What the task asks >> Reproduce all of the material below with every instance of "top-left" replaced by "upper-left", leaving everything else unchanged. Omit the pictures from your answer.

+++++

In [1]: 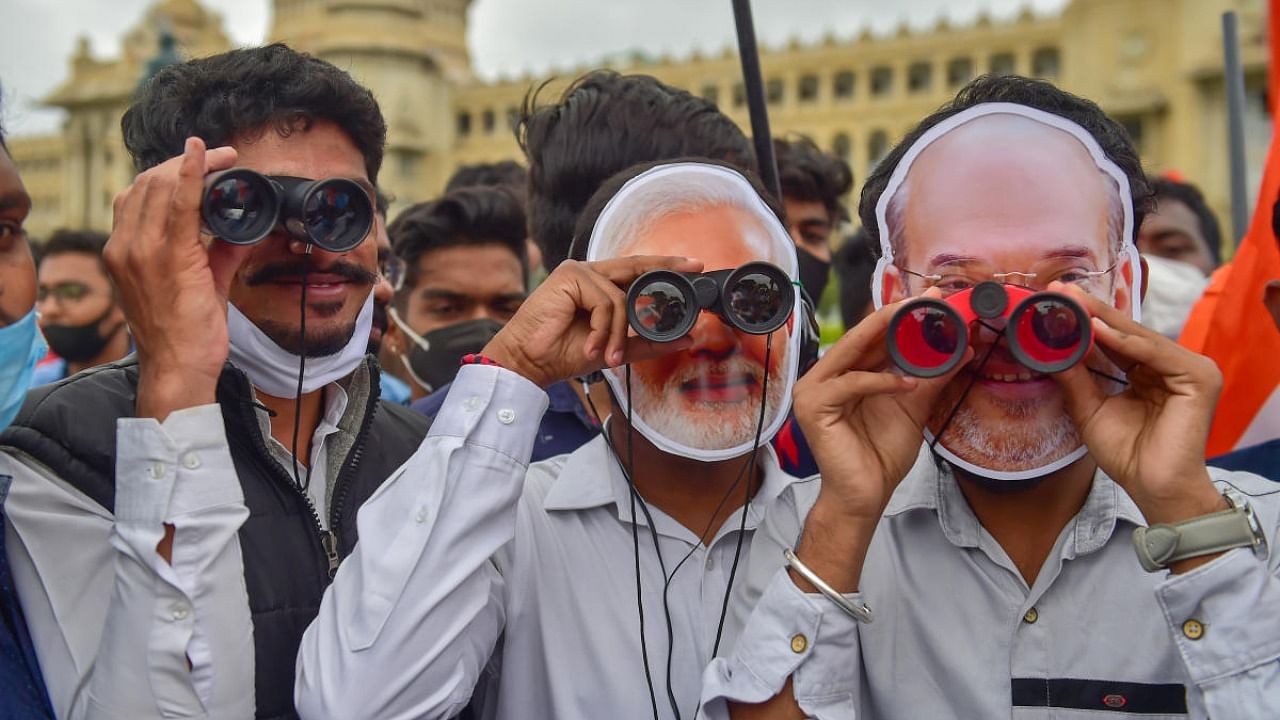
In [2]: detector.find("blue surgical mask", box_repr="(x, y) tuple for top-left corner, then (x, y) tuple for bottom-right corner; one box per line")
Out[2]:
(0, 307), (49, 429)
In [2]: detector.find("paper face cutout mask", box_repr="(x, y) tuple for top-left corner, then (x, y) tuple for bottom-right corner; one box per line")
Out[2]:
(872, 102), (1142, 480)
(586, 163), (800, 461)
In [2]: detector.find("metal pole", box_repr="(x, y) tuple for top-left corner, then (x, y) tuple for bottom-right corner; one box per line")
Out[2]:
(733, 0), (782, 201)
(1219, 12), (1249, 245)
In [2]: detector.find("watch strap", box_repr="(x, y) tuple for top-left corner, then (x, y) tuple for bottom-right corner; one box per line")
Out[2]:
(1133, 507), (1256, 573)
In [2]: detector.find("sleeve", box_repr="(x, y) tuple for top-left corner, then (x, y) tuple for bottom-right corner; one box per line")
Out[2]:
(699, 483), (861, 720)
(294, 365), (547, 719)
(8, 405), (253, 719)
(1156, 471), (1280, 719)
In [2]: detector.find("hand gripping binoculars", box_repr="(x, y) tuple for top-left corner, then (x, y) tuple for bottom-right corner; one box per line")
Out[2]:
(888, 281), (1093, 378)
(627, 263), (796, 342)
(200, 168), (374, 252)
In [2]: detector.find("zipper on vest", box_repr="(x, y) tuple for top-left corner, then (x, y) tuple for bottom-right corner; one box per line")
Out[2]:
(320, 530), (339, 580)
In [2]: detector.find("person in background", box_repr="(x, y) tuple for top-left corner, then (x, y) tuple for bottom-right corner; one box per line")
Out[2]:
(366, 188), (412, 405)
(773, 137), (854, 304)
(31, 229), (132, 387)
(0, 85), (54, 720)
(384, 187), (527, 399)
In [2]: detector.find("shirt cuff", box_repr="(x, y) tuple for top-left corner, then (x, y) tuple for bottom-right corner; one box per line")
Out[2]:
(718, 568), (861, 717)
(428, 365), (549, 464)
(115, 404), (244, 525)
(1156, 548), (1280, 684)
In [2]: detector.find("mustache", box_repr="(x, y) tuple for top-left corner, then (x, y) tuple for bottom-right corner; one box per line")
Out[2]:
(244, 261), (378, 287)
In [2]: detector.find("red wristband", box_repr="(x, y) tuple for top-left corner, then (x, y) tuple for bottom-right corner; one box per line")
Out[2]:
(460, 352), (502, 368)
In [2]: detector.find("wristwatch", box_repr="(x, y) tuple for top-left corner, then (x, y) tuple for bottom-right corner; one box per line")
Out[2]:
(1133, 488), (1267, 573)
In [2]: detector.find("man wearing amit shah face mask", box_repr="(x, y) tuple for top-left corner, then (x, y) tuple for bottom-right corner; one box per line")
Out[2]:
(703, 76), (1280, 720)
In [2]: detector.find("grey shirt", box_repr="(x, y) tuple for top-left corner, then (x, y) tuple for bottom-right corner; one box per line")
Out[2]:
(703, 451), (1280, 720)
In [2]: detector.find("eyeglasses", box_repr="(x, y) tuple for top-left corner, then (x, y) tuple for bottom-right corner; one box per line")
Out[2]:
(899, 259), (1119, 297)
(36, 282), (92, 302)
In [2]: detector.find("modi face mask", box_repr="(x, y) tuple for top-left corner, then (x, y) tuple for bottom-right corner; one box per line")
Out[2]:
(872, 102), (1142, 480)
(586, 163), (800, 462)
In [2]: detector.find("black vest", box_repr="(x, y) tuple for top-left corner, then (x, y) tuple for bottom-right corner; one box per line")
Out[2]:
(0, 359), (429, 719)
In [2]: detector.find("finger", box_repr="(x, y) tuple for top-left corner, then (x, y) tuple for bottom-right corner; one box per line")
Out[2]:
(203, 143), (239, 174)
(165, 137), (208, 254)
(586, 255), (703, 287)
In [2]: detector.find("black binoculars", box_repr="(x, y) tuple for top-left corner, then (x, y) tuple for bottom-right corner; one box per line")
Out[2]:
(200, 168), (374, 252)
(627, 263), (796, 342)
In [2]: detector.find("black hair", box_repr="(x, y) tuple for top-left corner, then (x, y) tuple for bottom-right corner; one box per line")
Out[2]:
(567, 158), (786, 261)
(40, 228), (111, 274)
(1151, 178), (1222, 266)
(858, 74), (1155, 256)
(444, 160), (529, 196)
(387, 187), (529, 299)
(516, 70), (755, 270)
(831, 228), (876, 328)
(120, 42), (387, 183)
(773, 136), (854, 224)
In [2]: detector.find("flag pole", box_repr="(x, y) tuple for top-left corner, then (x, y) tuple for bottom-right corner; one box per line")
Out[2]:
(1217, 10), (1249, 245)
(733, 0), (782, 201)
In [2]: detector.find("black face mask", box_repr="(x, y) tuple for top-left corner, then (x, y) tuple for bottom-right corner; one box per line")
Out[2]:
(389, 310), (502, 392)
(40, 306), (124, 363)
(796, 246), (831, 306)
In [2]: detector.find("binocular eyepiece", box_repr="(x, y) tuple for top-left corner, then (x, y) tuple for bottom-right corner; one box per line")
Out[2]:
(888, 282), (1093, 378)
(200, 168), (374, 252)
(627, 263), (796, 342)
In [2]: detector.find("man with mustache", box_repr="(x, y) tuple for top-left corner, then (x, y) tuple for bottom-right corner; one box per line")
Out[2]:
(704, 76), (1280, 720)
(297, 161), (799, 719)
(0, 45), (426, 717)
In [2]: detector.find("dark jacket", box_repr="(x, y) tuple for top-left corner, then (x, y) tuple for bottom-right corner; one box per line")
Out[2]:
(0, 357), (429, 719)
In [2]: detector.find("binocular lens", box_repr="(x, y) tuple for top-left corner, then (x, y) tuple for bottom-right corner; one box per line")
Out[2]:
(888, 299), (969, 378)
(726, 272), (787, 326)
(302, 178), (369, 252)
(202, 170), (279, 245)
(1009, 293), (1092, 373)
(631, 278), (692, 340)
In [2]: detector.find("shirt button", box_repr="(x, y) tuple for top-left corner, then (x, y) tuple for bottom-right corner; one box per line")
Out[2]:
(791, 633), (809, 655)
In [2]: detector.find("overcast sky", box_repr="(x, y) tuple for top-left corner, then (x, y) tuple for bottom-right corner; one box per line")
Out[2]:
(0, 0), (1066, 135)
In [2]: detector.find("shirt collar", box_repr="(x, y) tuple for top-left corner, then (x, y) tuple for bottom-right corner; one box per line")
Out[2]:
(884, 443), (1146, 557)
(543, 425), (795, 529)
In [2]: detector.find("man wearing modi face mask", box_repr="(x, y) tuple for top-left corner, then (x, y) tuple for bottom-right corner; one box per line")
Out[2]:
(297, 161), (799, 720)
(704, 77), (1280, 719)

+++++

Solved exercise >>
In [1]: 
In [2]: detector.find("blue surgical mask", box_repr="(x, y) tuple for upper-left corner, then (x, y) tuple for bottom-right corner; one box per line")
Out[2]:
(0, 307), (49, 429)
In [2]: detector.find("paper face cutout mask", box_repr="(x, y) tuple for upper-left corner, then (x, y) tuple for bottom-right corner; one box per line")
Out[2]:
(872, 102), (1142, 480)
(586, 163), (800, 461)
In [2]: detector.find("metal pole", box_repr="(x, y) tuple for upper-left corner, then (x, y) tuple for bottom-right corner; one box per line")
Out[2]:
(733, 0), (782, 201)
(1219, 12), (1249, 245)
In [2]: detector.find("watch strap", box_repr="(x, y) tuple for upper-left corner, then (x, y) tuple for bottom-right corner; one box per line")
Out[2]:
(1133, 507), (1256, 573)
In [2]: detector.find("sleeve", box_repr="(x, y) tuple for upper-left corner, then (x, y) tuple for bottom-right corner; one box per line")
Out[2]:
(699, 483), (861, 720)
(294, 365), (547, 719)
(8, 405), (253, 719)
(1156, 471), (1280, 719)
In [2]: detector.find("hand gripping binoculars", box_repr="(x, y) tuple for upper-left corner, then (x, y) tuple for bottom-right corner; one box per line")
Out[2]:
(888, 281), (1093, 378)
(627, 263), (796, 342)
(200, 168), (374, 252)
In [2]: detector.find("zipper on vest", box_repr="(x, y) tuple for upper-left corner, then (x, y) tuple for bottom-right corner; one box per line")
Out[2]:
(320, 530), (339, 580)
In [2]: detector.find("person in background", box_repr="(x, y) tuple for upper-left corner, then (x, y) tuple for bottom-right corner; one box per line")
Out[2]:
(366, 188), (412, 405)
(773, 137), (854, 304)
(31, 229), (132, 387)
(0, 85), (54, 720)
(384, 187), (527, 399)
In [2]: detector.find("shirt cuff", box_repr="(x, y) tuple for upper-left corner, then (x, y) tuple for bottom-right corner; one box per line")
Out[2]:
(718, 568), (861, 717)
(428, 365), (549, 464)
(115, 404), (244, 525)
(1156, 548), (1280, 684)
In [2]: detector.find("mustache", box_repr="(x, y) tuple for upper-left corner, then (x, y) tuple for bottom-right corner; one box per line")
Out[2]:
(244, 261), (378, 287)
In [2]: detector.find("red wristband", box_repr="(x, y) tuple for upper-left corner, then (x, y) tuple for bottom-right corner; one box per line")
Out[2]:
(460, 352), (502, 368)
In [2]: detector.find("wristwatch", box_repr="(x, y) tuple for upper-left corner, then (x, y) tuple for bottom-right corner; one box per line")
Out[2]:
(1133, 488), (1267, 573)
In [2]: detector.find("man wearing amit shah face mask", box_repr="(x, y) tuple for upper-left corner, then (x, y) tuple for bottom-right corner; one box per line")
Out[2]:
(703, 76), (1280, 720)
In [2]: detector.find("grey shirt", box_repr="(x, y) tuple for upper-left corner, then (x, y) tuple for bottom-right corner; one box per line")
Out[2]:
(703, 451), (1280, 720)
In [2]: detector.find("eyeglasses", box_repr="(x, y) tuple for upper-left corner, then (x, y) tuple for bottom-right corner; one box per line")
Out[2]:
(899, 259), (1119, 297)
(36, 282), (92, 302)
In [2]: detector.find("modi face mask", box_repr="(x, y) tuple for upper-left corner, then (x, y) tuple for bottom-right corner; one box per line")
Out[2]:
(872, 102), (1142, 480)
(586, 163), (800, 462)
In [2]: detector.find("black vest", box_repr="(x, y) tuple for upper-left corner, then (x, y) tuple for bottom-right corner; one box per line")
Out[2]:
(0, 359), (429, 719)
In [2]: detector.find("finger", box_repr="(x, y) tuple for upper-left corner, then (x, y) tuple for bottom-right corner; one box per line")
Out[2]:
(203, 143), (239, 174)
(165, 137), (208, 254)
(586, 255), (703, 287)
In [2]: detector.find("black binoculars", box_repr="(x, y) tuple for upper-left corner, then (x, y) tuple for bottom-right corner; one box per line")
Out[2]:
(200, 168), (374, 252)
(627, 263), (796, 342)
In [2]: detector.find("black hair", box_repr="(x, y) tuple for upper-left corner, then (x, y) tuple for bottom-right corner; one box per line")
Out[2]:
(567, 158), (786, 261)
(40, 228), (111, 274)
(1151, 178), (1222, 266)
(858, 74), (1155, 256)
(444, 160), (529, 196)
(387, 187), (529, 299)
(516, 70), (755, 270)
(831, 228), (876, 328)
(120, 42), (387, 183)
(773, 136), (854, 224)
In [2]: detector.find("flag pole", box_repr="(x, y) tuple for upper-left corner, then (x, y) tuple for bottom-right corner; one box per line")
Out[2]:
(1217, 10), (1249, 245)
(733, 0), (782, 201)
In [2]: detector.find("black face mask", box_repr="(x, y) tuple for upper-left corner, then (x, y) tuple for bottom-right corner; one box per line")
Out[2]:
(389, 310), (502, 392)
(40, 306), (124, 363)
(796, 246), (831, 306)
In [2]: detector.find("binocular eyepiece", box_repr="(x, y) tuple for upper-left corner, then (x, y) tuple for bottom-right corner; one box per line")
Out[2]:
(888, 282), (1093, 378)
(200, 168), (374, 252)
(627, 263), (796, 342)
In [2]: detector.find("man with mustache", box_repr="(x, y) tuple for upper-left corner, then (x, y) tuple for bottom-right corner; one box per line")
Out[2]:
(704, 76), (1280, 720)
(297, 161), (799, 719)
(0, 45), (426, 717)
In [2]: detector.find("dark jacket", box_repr="(x, y) tuple for upper-left corner, then (x, y) tuple for bottom-right corner; one box per line")
Out[2]:
(0, 357), (429, 719)
In [2]: detector.find("binocular lens", box_repr="(x, y) tuple for upper-left corner, then (x, y) tuple for bottom-right corner; one box per line")
Out[2]:
(888, 299), (969, 378)
(726, 272), (787, 326)
(302, 178), (369, 252)
(202, 170), (279, 245)
(1009, 293), (1092, 373)
(631, 278), (692, 340)
In [2]: detector.find("shirt button", box_repr="(x, y) tuple for upper-left corner, then (x, y) tuple for bottom-right corner; one box per line")
Out[2]:
(791, 633), (809, 655)
In [2]: detector.find("overcast sky", box_repr="(x, y) tuple for upper-left corner, then (x, y) tuple for bottom-right corner; one box per line")
Out[2]:
(0, 0), (1066, 135)
In [2]: detector.find("shirt collar", box_repr="(x, y) tuple for upper-left corner, then (x, y) tuple for bottom-right corner; one box per line")
Out[2]:
(884, 443), (1146, 557)
(543, 425), (795, 529)
In [2]: detector.find("man wearing modi face mask", box_repr="(x, y) tuple for upper-left corner, then (x, y) tuple for bottom-right corner; one box per line")
Out[2]:
(297, 161), (799, 720)
(704, 77), (1280, 719)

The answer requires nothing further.